"""

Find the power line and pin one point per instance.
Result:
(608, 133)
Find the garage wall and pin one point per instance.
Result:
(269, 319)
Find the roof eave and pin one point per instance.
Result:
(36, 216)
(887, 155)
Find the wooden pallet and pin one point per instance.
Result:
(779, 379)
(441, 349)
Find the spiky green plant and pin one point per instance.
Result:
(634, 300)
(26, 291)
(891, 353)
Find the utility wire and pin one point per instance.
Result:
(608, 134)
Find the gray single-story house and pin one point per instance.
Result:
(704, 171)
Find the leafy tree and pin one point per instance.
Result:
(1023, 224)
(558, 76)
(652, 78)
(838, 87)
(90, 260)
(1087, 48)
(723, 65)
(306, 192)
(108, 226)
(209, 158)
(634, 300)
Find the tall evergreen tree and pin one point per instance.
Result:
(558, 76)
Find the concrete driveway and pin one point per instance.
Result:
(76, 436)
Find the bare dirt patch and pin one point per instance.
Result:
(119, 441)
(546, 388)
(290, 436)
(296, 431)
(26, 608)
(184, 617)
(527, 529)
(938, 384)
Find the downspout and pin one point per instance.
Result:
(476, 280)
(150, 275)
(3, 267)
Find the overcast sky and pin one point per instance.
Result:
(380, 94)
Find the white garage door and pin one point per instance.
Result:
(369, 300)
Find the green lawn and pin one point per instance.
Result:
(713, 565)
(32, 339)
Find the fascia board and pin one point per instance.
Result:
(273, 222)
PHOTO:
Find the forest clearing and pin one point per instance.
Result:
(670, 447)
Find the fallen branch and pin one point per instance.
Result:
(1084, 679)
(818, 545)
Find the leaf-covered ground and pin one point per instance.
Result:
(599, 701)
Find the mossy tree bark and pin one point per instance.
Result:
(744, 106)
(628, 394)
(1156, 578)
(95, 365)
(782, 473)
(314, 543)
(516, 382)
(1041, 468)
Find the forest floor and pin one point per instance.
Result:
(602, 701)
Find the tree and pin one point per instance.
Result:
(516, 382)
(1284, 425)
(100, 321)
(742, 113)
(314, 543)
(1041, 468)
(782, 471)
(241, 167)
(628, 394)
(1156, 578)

"""

• **What is being asked**
Write out all the records above again, swapping every "Result" for "Answer" and leaving everything else as it is.

• **Solved exercise**
Find the power line and pin one point per instance.
Answer:
(608, 133)
Find the garage wall and pin one point per instance.
Answer:
(269, 319)
Find the roof eave and pin one point per instance.
Answer:
(36, 216)
(887, 155)
Find the wooden pallet and pin one point per instance.
Answer:
(779, 379)
(441, 349)
Find the spiky green plant and pin one point per instance.
Answer:
(634, 300)
(26, 291)
(891, 353)
Find the utility wire and pin one point per instance.
Answer:
(608, 134)
Find the gray single-story house and pin one point per instance.
Answer:
(704, 171)
Find the leafy tree and pin one point per instance.
Answer:
(1023, 224)
(558, 76)
(652, 78)
(838, 87)
(90, 260)
(1087, 48)
(723, 65)
(306, 192)
(108, 226)
(209, 158)
(634, 300)
Find the tall evergreen tree and pin one point per instance.
Answer:
(558, 76)
Find the concrete driveway and pin one point per instance.
Answer:
(76, 436)
Find the bare dirt patch and pin one point per instance.
Answer:
(119, 441)
(546, 388)
(290, 436)
(296, 431)
(26, 608)
(184, 617)
(527, 529)
(938, 384)
Find the downspout and pin one point per instance.
Answer:
(476, 280)
(150, 275)
(3, 267)
Find the overcast sky and pin one point per instance.
Answer:
(380, 94)
Find the white garage door and pin one point per instance.
Answer:
(369, 300)
Find the green lawn and pin one point per instance.
Answer:
(713, 565)
(32, 339)
Find the fascia board and pin one point per instance.
Answer:
(273, 222)
PHOTO:
Find the forest clearing and pin one point per instance.
Answer:
(670, 447)
Find the fallen branch and pin one point per instance.
Answer:
(1084, 679)
(818, 545)
Find the leaf-covered ground and pin one point per instance.
Answer:
(599, 701)
Find the mossy tree bark and pin one point per instance.
Answer:
(744, 106)
(628, 394)
(1156, 578)
(95, 365)
(782, 473)
(314, 543)
(516, 382)
(1041, 468)
Find the forest floor and pin one point per instance.
Answer:
(602, 701)
Find the tree and pin one point per instance.
Answer:
(516, 382)
(1284, 425)
(100, 321)
(742, 113)
(314, 543)
(1041, 468)
(782, 471)
(241, 167)
(628, 394)
(1156, 578)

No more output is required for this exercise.